What you should do
Using the data that follows, give the number of lines where the string "below" occurs, and nothing else.

Material for this exercise
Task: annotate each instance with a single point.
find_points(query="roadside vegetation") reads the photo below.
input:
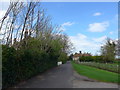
(31, 44)
(103, 67)
(95, 73)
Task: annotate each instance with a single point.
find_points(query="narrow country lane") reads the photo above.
(63, 77)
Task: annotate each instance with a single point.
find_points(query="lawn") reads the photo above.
(95, 73)
(106, 66)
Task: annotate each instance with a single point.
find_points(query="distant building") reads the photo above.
(76, 56)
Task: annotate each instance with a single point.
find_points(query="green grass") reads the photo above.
(109, 67)
(97, 74)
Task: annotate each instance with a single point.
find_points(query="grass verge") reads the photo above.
(97, 74)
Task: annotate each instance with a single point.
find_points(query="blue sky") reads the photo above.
(86, 23)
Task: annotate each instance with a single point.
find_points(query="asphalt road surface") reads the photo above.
(63, 77)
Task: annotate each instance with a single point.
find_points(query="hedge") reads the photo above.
(19, 65)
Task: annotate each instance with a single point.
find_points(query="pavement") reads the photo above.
(63, 76)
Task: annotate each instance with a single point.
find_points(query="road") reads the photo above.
(63, 77)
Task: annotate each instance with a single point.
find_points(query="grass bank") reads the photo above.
(97, 74)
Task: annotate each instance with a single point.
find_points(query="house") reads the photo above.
(76, 56)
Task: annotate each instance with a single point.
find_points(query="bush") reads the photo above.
(25, 62)
(91, 59)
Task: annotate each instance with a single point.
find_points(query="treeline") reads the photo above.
(108, 53)
(31, 44)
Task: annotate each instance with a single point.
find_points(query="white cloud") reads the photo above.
(111, 32)
(97, 14)
(100, 39)
(2, 13)
(67, 24)
(62, 28)
(85, 44)
(98, 27)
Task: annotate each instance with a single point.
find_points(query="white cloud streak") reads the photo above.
(85, 44)
(98, 27)
(97, 14)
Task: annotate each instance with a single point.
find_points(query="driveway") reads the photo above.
(63, 77)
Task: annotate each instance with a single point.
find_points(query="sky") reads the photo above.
(87, 24)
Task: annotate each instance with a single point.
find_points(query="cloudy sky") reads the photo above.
(86, 23)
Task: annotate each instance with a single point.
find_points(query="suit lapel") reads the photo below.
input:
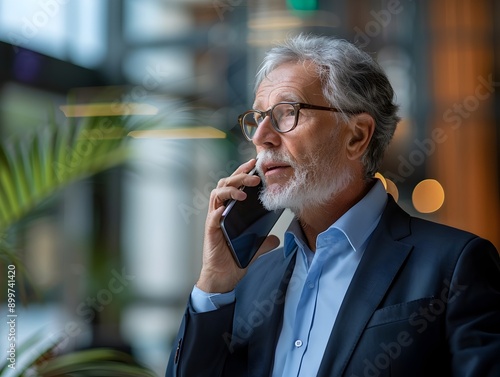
(380, 263)
(263, 342)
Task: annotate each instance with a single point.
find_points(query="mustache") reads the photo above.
(273, 156)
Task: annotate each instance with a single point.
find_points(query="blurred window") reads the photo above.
(56, 28)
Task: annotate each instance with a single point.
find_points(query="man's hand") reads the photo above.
(219, 273)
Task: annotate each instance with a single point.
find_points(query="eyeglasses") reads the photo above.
(284, 117)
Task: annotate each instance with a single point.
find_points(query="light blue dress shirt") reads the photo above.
(317, 286)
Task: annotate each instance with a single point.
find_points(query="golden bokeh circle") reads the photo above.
(428, 196)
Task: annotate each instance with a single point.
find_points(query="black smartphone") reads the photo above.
(246, 224)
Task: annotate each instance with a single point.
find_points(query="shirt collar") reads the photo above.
(356, 224)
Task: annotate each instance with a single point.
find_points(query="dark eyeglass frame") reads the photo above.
(297, 107)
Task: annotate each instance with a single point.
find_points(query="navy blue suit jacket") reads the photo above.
(424, 301)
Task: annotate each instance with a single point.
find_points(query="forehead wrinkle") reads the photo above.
(285, 85)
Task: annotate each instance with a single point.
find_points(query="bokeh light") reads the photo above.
(428, 196)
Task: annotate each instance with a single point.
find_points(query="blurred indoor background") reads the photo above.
(112, 257)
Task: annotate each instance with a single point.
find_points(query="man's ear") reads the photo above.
(361, 129)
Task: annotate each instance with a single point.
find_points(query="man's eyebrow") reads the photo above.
(283, 97)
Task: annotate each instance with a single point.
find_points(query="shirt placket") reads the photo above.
(304, 318)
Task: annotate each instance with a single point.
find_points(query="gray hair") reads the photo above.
(351, 80)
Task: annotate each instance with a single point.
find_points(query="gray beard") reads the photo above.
(312, 185)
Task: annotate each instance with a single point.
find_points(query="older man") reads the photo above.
(360, 288)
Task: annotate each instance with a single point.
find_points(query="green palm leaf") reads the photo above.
(34, 168)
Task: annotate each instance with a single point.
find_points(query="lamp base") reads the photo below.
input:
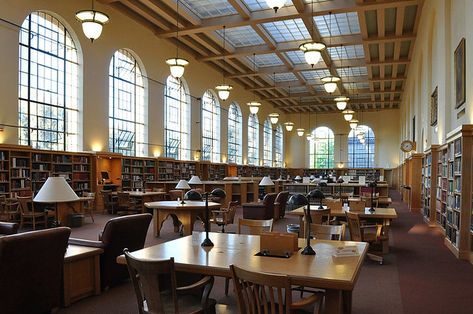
(308, 250)
(207, 242)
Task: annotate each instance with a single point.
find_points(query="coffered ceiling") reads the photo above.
(369, 46)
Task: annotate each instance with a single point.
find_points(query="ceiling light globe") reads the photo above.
(223, 91)
(274, 117)
(289, 126)
(348, 114)
(254, 106)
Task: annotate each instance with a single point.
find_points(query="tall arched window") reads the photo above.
(177, 122)
(48, 88)
(278, 146)
(322, 148)
(210, 127)
(267, 144)
(361, 155)
(235, 123)
(253, 140)
(127, 108)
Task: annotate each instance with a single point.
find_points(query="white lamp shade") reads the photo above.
(183, 185)
(195, 180)
(223, 91)
(55, 190)
(348, 114)
(275, 4)
(312, 52)
(353, 123)
(254, 106)
(177, 66)
(289, 126)
(266, 181)
(92, 22)
(274, 117)
(330, 83)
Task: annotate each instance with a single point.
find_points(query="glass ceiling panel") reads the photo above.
(242, 36)
(315, 74)
(209, 8)
(354, 71)
(266, 60)
(346, 52)
(287, 30)
(340, 24)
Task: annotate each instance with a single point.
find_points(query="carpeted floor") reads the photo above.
(419, 275)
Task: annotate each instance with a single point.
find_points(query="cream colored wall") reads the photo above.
(383, 123)
(442, 25)
(122, 32)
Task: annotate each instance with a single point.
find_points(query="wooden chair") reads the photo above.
(89, 205)
(366, 233)
(357, 206)
(255, 227)
(157, 291)
(28, 215)
(268, 293)
(224, 216)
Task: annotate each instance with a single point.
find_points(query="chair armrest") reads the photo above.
(84, 242)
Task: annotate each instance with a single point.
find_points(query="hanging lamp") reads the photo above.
(92, 22)
(177, 65)
(312, 50)
(254, 105)
(330, 81)
(223, 90)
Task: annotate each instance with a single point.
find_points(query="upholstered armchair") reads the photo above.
(31, 270)
(280, 204)
(119, 233)
(260, 210)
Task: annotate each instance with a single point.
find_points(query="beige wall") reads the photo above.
(443, 24)
(122, 32)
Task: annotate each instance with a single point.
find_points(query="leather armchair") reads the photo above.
(280, 204)
(119, 233)
(31, 268)
(260, 210)
(7, 228)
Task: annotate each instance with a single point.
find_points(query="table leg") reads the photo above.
(333, 301)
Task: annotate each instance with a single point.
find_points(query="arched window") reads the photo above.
(322, 148)
(210, 127)
(235, 122)
(48, 88)
(278, 146)
(177, 123)
(253, 140)
(127, 108)
(361, 155)
(267, 144)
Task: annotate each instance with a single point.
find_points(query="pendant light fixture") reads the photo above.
(177, 65)
(275, 4)
(312, 50)
(92, 22)
(223, 89)
(330, 81)
(254, 105)
(348, 114)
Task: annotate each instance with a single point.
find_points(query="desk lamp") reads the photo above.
(372, 185)
(216, 193)
(182, 185)
(298, 200)
(56, 190)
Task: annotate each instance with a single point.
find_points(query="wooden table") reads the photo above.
(81, 273)
(337, 275)
(183, 215)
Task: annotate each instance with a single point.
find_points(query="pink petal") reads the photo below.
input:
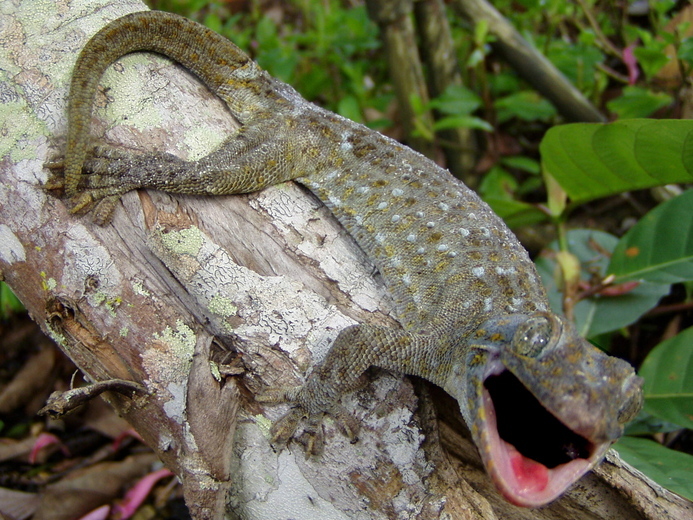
(137, 494)
(100, 513)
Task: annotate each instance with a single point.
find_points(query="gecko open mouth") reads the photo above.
(530, 454)
(523, 422)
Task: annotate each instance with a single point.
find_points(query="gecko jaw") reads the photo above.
(535, 466)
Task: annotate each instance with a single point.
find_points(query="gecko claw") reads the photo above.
(312, 435)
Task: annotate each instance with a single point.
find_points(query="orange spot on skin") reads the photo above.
(632, 252)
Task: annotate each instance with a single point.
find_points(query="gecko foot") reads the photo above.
(312, 434)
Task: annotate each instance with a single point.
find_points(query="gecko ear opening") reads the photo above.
(523, 422)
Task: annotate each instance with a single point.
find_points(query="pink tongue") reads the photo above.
(531, 475)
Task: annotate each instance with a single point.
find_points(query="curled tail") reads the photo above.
(221, 65)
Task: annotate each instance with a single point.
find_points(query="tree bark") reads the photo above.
(206, 301)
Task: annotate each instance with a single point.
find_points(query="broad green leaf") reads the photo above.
(659, 248)
(598, 314)
(591, 160)
(668, 374)
(670, 469)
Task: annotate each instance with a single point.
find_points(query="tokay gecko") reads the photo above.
(542, 404)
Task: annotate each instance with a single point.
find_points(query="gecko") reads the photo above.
(543, 405)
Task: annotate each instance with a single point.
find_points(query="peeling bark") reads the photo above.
(206, 301)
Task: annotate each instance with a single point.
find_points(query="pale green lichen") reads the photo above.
(214, 369)
(182, 339)
(222, 306)
(264, 424)
(139, 289)
(48, 284)
(183, 242)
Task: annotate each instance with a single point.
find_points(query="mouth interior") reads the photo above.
(525, 424)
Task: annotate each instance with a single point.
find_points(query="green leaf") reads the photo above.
(647, 424)
(638, 102)
(9, 303)
(526, 105)
(591, 160)
(456, 100)
(659, 248)
(670, 469)
(462, 122)
(668, 374)
(598, 314)
(523, 163)
(652, 58)
(515, 213)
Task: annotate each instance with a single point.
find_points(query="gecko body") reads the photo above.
(543, 405)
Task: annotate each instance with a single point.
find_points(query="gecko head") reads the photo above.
(544, 405)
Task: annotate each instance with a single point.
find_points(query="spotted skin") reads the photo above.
(474, 316)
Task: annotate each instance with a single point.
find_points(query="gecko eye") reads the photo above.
(532, 337)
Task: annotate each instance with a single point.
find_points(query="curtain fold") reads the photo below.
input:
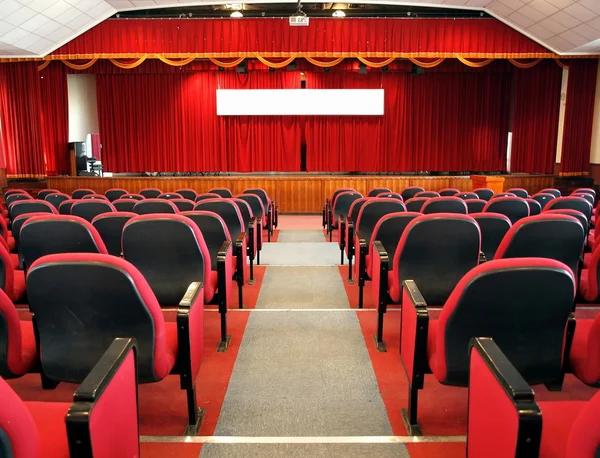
(535, 122)
(579, 117)
(55, 118)
(20, 108)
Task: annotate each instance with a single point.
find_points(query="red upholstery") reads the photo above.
(164, 357)
(585, 351)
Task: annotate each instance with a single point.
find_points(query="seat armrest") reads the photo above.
(503, 415)
(379, 281)
(414, 329)
(103, 420)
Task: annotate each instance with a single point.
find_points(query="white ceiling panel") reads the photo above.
(564, 26)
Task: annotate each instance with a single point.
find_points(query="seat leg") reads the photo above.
(195, 414)
(409, 416)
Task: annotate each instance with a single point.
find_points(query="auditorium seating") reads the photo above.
(89, 209)
(110, 227)
(56, 285)
(52, 234)
(223, 192)
(80, 193)
(446, 204)
(152, 206)
(410, 192)
(115, 194)
(505, 420)
(513, 207)
(435, 251)
(368, 216)
(475, 205)
(449, 192)
(189, 194)
(101, 422)
(483, 193)
(494, 227)
(524, 304)
(45, 192)
(150, 193)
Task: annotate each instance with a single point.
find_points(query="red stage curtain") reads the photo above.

Answer area
5